**Assigned task:**
Please reproduce every entry below without omitting a single line.

**Records supplied:**
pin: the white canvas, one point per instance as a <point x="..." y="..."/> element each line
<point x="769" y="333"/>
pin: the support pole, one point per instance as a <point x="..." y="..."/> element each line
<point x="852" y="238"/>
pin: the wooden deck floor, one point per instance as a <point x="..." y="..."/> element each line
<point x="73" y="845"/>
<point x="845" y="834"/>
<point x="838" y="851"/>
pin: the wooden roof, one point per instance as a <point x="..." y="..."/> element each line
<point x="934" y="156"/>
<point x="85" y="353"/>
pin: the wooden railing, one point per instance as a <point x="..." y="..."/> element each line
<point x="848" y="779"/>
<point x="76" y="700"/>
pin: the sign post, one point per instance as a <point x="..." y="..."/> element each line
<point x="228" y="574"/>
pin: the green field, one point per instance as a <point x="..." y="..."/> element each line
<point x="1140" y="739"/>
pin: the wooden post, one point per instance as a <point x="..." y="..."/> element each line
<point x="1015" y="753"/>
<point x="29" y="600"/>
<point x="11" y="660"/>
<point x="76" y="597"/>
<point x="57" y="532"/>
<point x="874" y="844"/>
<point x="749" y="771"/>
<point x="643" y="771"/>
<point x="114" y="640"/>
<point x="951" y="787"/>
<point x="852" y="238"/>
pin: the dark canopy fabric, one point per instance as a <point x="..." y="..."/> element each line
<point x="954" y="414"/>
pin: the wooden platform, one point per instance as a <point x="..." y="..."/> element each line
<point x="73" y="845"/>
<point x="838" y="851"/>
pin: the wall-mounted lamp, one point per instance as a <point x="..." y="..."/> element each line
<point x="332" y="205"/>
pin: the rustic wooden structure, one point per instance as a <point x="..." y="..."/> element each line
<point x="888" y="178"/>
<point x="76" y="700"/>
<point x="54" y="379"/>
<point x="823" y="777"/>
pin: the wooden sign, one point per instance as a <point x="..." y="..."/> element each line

**Exercise output:**
pin: the white canvas, one point per instance as a <point x="..." y="..."/> element each line
<point x="769" y="333"/>
pin: the support pole, one point per instance as a <point x="..." y="..."/> element each line
<point x="852" y="238"/>
pin: the wooden deck floor, one point per instance as a <point x="..." y="..."/> element each line
<point x="73" y="845"/>
<point x="845" y="834"/>
<point x="838" y="851"/>
pin: the wooden roof, one point per instance as a <point x="..." y="..."/> element each line
<point x="934" y="156"/>
<point x="85" y="353"/>
pin: the wooden railing, one point per instance as a <point x="..." y="..."/> element each line
<point x="848" y="779"/>
<point x="76" y="700"/>
pin: the sign post, one point per instance as a <point x="..." y="..."/> element each line
<point x="228" y="574"/>
pin: the green field, one point per instance as a <point x="..." y="..."/> element each line
<point x="1140" y="739"/>
pin: the wooden post, one point per instance as a <point x="..." y="..."/> element each line
<point x="1015" y="753"/>
<point x="29" y="600"/>
<point x="11" y="660"/>
<point x="76" y="597"/>
<point x="57" y="532"/>
<point x="874" y="844"/>
<point x="749" y="771"/>
<point x="643" y="771"/>
<point x="114" y="640"/>
<point x="951" y="787"/>
<point x="852" y="238"/>
pin: the dark canopy fabric, one point per instance as a <point x="..." y="..."/> element each line
<point x="954" y="414"/>
pin: the wooden platform, one point per instance as a <point x="..." y="..."/> element each line
<point x="73" y="845"/>
<point x="838" y="851"/>
pin: the wall-mounted lamp, one point per instance as a <point x="..." y="..."/> element each line
<point x="332" y="205"/>
pin: the rustic wooden structure, one point per instance as a <point x="..." y="..."/> element each line
<point x="888" y="178"/>
<point x="76" y="700"/>
<point x="54" y="379"/>
<point x="823" y="777"/>
pin: the wooden sign, one point per instance as a <point x="..." y="..."/> element each line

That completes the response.